The stretch wanted below opens at the line containing "Query: girl's brown hair" and closes at the line containing "317, row 257.". Please return it exactly, with no other lines.

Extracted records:
==*==

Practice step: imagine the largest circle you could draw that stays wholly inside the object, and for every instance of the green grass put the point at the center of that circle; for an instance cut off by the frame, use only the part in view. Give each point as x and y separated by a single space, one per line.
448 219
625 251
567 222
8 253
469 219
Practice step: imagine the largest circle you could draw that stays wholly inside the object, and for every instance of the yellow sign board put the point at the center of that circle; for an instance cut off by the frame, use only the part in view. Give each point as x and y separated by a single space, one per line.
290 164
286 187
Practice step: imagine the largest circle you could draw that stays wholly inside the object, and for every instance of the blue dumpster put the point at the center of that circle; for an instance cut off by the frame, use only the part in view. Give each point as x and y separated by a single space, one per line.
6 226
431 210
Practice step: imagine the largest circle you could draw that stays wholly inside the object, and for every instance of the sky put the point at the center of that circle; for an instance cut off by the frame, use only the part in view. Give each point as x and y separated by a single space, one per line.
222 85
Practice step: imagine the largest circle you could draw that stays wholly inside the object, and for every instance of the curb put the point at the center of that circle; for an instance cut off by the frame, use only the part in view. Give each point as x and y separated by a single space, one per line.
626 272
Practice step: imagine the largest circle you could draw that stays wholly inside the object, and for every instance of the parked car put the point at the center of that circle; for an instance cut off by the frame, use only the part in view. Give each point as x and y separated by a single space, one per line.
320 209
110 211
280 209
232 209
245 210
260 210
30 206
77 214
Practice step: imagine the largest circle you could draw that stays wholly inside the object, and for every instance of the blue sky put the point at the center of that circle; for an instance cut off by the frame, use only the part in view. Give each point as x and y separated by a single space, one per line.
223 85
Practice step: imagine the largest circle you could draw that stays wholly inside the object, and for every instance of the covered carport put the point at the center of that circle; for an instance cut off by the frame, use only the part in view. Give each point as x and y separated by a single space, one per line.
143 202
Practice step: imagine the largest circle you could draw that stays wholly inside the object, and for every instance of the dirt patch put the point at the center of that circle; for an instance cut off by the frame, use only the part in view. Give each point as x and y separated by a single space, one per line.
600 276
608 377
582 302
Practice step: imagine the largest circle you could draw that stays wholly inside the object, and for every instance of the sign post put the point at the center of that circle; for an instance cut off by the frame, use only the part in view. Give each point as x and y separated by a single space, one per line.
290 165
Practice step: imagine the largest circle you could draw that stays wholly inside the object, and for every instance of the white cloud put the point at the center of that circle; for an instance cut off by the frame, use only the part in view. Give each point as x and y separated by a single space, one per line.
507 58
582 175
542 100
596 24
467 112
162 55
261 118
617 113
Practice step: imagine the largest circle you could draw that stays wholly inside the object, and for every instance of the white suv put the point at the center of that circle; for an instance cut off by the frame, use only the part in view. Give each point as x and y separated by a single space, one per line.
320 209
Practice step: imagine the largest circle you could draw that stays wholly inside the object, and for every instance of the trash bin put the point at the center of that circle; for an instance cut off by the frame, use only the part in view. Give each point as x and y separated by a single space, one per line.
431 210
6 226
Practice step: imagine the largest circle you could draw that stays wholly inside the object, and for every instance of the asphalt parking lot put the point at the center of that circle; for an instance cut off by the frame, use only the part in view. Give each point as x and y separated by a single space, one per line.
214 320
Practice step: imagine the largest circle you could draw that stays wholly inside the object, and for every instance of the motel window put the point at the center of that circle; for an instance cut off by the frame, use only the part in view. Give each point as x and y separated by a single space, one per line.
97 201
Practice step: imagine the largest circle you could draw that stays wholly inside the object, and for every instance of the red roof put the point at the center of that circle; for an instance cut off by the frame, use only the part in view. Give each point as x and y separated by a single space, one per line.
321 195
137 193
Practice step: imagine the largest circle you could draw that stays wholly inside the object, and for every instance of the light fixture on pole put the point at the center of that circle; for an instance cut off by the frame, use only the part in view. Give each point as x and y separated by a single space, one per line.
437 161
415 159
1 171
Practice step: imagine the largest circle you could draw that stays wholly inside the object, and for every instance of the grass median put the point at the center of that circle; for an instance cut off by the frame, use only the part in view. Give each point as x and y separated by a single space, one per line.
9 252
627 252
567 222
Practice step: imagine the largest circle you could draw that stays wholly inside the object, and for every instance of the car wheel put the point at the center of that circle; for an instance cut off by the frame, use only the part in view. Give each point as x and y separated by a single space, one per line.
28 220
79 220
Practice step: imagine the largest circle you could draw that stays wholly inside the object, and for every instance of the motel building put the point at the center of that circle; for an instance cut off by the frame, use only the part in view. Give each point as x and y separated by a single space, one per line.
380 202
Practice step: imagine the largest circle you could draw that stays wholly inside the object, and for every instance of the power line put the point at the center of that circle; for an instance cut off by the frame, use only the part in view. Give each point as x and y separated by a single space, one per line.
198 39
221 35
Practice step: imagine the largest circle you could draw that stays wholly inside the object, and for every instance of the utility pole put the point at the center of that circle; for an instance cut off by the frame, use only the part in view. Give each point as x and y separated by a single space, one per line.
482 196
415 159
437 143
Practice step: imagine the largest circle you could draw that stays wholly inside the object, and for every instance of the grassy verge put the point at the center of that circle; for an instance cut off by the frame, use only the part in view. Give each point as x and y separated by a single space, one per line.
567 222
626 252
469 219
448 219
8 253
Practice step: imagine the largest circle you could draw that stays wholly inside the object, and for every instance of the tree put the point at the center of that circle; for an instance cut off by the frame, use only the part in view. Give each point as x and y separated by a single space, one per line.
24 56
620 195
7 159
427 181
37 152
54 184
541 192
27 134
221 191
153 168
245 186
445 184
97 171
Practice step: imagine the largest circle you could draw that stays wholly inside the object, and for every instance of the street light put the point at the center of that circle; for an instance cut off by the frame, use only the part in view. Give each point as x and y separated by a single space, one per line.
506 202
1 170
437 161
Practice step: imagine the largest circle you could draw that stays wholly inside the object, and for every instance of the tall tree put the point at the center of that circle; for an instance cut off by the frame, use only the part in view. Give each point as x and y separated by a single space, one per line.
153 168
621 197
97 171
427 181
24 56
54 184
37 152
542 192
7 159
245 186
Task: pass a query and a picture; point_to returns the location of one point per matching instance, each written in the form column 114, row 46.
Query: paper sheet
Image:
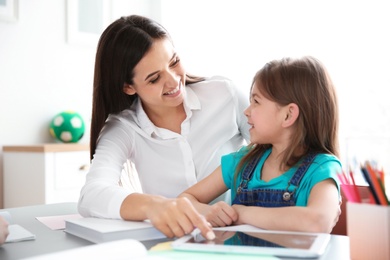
column 57, row 222
column 18, row 233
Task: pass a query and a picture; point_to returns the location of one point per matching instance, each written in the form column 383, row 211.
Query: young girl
column 285, row 179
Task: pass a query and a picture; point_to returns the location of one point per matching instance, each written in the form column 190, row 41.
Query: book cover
column 99, row 230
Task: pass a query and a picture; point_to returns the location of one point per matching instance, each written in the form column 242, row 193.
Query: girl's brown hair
column 305, row 82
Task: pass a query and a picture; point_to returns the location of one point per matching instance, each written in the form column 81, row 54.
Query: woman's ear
column 292, row 113
column 129, row 89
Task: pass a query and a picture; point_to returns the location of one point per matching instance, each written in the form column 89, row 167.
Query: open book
column 99, row 230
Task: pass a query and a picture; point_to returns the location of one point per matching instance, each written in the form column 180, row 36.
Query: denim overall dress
column 270, row 197
column 266, row 197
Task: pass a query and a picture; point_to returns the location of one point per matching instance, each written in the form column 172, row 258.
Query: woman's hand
column 178, row 217
column 220, row 214
column 4, row 232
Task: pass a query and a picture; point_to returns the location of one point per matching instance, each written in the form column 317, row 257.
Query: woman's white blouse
column 167, row 163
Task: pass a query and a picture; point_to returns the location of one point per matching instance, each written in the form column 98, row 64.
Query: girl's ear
column 292, row 113
column 129, row 89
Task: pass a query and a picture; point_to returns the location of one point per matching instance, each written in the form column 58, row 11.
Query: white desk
column 49, row 241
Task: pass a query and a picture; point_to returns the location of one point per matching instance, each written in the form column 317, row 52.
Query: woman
column 173, row 127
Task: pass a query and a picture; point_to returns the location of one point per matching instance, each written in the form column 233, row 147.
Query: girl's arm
column 202, row 193
column 320, row 214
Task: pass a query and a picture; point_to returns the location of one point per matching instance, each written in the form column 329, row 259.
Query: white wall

==*==

Worked solution:
Query: girl's brown hair
column 305, row 82
Task: pass a query and a picture; point_to returns the location of one point per matching instance, each written in the form column 81, row 54.
Query: woman's ear
column 292, row 113
column 129, row 89
Task: pass a query and a picture; point_to returns the location of one point per matching instance, each written in the form column 89, row 167.
Query: open book
column 99, row 230
Task: pass a query and a picture; point_to returns the location of one point per matching instance, each written in the form column 180, row 36.
Query: denim overall dress
column 270, row 197
column 266, row 197
Task: pass a query and a picture; point_to returns the location of one point per matching instance, each written in the form column 172, row 258.
Query: woman's hand
column 178, row 217
column 220, row 214
column 4, row 232
Task: pass a query and a picture; point_to returns the location of one point per matching instance, each written in the form column 317, row 257.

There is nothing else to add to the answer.